EXTRAIT DU TEXTE>
----------

La position du spectre royal avait également été retouchée, pour suivre un nouveau tracé des épaules de Ramsès II, beaucoup plus bas que dans la première version. «On ne s’attendait pas à voir de telles modifications sur une représentation de pharaon censée être très formelle» et figée dans le temps, raconte l’égyptologue Philippe Martinez, chercheur au CNRS et coauteur de l’étude.

L’enquête menée par une équipe interdisciplinaire a déniché des retouches similaires dans une sépulture datant à peu près de la même époque (entre 1 400 et 1 200 ans avant notre ère) : le tombeau de Menna, où une peinture représente ce noble de Louxor les deux bras tendus vers le dieu des morts Osiris, en signe d’adoration. En filigrane, on y devinait la présence d’un «troisième» bras, que l’étude a confirmée : au fil de la conception, le bras de Menna a été déplacé pour se rapprocher de son visage. Les analyses chimiques ont en outre montré des changements de pigments utilisés pour la couleur de la chair du personnage.

----------

DONNÉES FOURNIES>
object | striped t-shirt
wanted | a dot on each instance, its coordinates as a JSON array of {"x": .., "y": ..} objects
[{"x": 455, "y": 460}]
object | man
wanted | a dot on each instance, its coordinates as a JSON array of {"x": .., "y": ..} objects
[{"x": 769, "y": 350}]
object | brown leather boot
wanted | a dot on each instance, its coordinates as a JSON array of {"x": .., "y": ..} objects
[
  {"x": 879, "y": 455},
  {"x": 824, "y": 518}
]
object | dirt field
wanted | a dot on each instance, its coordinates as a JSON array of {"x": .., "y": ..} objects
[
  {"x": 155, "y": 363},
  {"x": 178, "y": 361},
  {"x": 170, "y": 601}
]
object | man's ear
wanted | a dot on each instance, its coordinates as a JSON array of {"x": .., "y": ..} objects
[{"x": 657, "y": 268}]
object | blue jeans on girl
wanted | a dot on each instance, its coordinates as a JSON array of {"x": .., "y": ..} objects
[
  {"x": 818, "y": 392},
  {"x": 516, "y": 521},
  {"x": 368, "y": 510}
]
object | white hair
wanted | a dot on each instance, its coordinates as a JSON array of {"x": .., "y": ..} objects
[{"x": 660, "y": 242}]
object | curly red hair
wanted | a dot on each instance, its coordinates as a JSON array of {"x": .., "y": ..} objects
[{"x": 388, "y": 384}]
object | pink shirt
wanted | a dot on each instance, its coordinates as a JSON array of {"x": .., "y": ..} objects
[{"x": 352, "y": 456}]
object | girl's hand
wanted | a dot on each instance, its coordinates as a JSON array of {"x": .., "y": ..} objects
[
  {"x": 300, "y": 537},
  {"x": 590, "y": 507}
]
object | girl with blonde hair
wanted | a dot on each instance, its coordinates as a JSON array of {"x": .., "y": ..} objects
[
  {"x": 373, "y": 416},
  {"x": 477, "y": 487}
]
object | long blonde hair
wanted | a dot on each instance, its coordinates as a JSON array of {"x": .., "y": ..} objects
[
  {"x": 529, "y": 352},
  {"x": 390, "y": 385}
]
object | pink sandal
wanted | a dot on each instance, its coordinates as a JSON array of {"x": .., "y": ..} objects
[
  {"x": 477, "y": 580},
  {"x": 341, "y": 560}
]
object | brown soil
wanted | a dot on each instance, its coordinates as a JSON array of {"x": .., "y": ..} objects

----------

CONSIGNE 1> D'après le texte sur les retouches des peintures égyptiennes, dans quel tombeau l'étude a-t-elle découvert des modifications semblables à celles de la représentation de Ramsès II ?
CONSIGNE 2> Rédigez la suite du texte sur les retouches des peintures égyptiennes, en reprenant juste après sa dernière phrase.

RÉPONSE FINALE 1> Dans le tombeau de Menna, un noble de Louxor.

RÉPONSE FINALE 2>
Combien d’années se sont écoulées entre les retouches? Ont-elles été réalisées par les mêmes peintres? Difficile de le savoir, mais les scientifiques les jugent suffisamment importantes pour y voir une «liberté de création». Ce qui fait voler en éclats la vision d’un art «où tout le tracé est préparé à l’avance et où l’artiste n’inventerait rien face au mur», analyse Philippe Martinez.

L’égyptologue suppose au contraire une démarche complexe. Qu’elle soit du fait d’un commanditaire ou du peintre lui-même, elle venait corriger une «œuvre qui n’était pas jugée « nefer »», terme signifiant la perfection dans la langue égyptienne ancienne – qui ne contient aucun mot connu pour désigner l’art.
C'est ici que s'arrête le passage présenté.